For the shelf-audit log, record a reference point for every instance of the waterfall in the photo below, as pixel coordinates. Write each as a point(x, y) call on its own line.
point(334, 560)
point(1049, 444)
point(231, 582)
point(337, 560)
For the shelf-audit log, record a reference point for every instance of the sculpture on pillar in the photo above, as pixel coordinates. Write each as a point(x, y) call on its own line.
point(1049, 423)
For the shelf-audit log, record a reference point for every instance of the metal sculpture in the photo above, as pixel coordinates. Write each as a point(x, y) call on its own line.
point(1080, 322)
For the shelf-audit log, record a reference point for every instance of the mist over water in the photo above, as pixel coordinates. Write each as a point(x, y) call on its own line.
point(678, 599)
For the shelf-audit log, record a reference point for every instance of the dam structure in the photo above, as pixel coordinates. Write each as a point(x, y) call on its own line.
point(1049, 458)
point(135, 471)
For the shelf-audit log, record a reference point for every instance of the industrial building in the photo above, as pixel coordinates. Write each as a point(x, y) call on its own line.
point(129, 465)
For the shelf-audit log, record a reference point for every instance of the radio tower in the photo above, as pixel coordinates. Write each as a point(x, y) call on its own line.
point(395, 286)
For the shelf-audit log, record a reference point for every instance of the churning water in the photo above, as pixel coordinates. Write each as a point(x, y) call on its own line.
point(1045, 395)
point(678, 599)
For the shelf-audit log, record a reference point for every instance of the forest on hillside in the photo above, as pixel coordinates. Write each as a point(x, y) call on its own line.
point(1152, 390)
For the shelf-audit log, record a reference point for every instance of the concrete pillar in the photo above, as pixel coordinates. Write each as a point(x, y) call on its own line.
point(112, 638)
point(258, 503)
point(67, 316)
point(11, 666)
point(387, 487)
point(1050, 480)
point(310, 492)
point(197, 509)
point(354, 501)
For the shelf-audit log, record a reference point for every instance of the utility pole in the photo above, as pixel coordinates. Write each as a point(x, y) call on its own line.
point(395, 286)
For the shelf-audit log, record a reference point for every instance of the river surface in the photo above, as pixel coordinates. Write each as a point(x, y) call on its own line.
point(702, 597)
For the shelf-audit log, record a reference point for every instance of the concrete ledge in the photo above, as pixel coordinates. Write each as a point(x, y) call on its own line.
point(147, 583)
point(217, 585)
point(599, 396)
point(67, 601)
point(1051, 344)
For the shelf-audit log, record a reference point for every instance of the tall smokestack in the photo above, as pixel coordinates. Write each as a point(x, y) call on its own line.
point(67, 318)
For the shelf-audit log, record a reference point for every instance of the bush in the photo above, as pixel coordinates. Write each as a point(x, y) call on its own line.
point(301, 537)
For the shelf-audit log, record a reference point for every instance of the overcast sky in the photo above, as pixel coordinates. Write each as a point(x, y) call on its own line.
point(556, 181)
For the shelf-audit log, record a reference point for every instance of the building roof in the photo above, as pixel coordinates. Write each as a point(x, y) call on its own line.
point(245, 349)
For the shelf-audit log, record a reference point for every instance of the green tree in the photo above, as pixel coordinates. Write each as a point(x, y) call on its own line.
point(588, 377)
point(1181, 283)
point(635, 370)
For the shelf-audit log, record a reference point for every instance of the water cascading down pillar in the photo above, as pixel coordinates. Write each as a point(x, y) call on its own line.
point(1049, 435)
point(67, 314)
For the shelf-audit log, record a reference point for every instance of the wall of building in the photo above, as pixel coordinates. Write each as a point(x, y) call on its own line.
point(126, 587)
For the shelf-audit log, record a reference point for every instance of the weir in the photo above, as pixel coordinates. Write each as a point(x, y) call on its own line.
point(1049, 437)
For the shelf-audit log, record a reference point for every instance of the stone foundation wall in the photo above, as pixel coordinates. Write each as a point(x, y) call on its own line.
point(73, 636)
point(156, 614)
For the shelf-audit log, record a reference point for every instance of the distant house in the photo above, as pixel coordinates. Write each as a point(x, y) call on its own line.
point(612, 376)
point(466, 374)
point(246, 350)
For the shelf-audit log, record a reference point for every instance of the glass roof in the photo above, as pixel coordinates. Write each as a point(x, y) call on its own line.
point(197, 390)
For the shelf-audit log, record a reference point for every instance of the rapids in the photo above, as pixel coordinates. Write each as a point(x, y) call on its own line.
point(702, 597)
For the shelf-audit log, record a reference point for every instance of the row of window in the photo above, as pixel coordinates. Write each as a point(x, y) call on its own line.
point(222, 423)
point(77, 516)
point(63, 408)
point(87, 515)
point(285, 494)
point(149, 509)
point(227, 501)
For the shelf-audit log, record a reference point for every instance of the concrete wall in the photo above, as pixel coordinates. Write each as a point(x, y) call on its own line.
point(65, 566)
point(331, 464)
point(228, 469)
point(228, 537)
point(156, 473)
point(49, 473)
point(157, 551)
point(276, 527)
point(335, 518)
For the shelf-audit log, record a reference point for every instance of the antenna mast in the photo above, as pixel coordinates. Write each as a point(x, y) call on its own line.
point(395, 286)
◇ ◇ ◇ ◇ ◇
THE PROBLEM =
Output nothing but the lines from the one containing "of the rapids" through the last line of the data, exactly as they stand.

RESULT OF THIS EXERCISE =
For the shelf-audit log, record a reference point for every instance of the rapids in the photo above, as pixel coordinates. Write each as a point(x, y) call on its own line.
point(702, 597)
For the shelf-audit log, record a reference point for every instance of the row of window in the photo above, as pixel coordinates. Write each as a point(x, y) call on its own line.
point(222, 423)
point(77, 516)
point(63, 408)
point(87, 515)
point(285, 494)
point(149, 509)
point(227, 501)
For the shelf-audit log, record a reference point for every instance of the concrete wall in the photo above, as pixel coordinates. Write each as a point(x, y) call on its own line.
point(65, 566)
point(331, 464)
point(228, 469)
point(228, 537)
point(156, 473)
point(49, 473)
point(157, 551)
point(276, 527)
point(335, 518)
For the shelf-audit log, record a reference point for every instance of the antenna mast in the photo above, as pixel coordinates. Write each as a point(x, y) call on its own line.
point(395, 286)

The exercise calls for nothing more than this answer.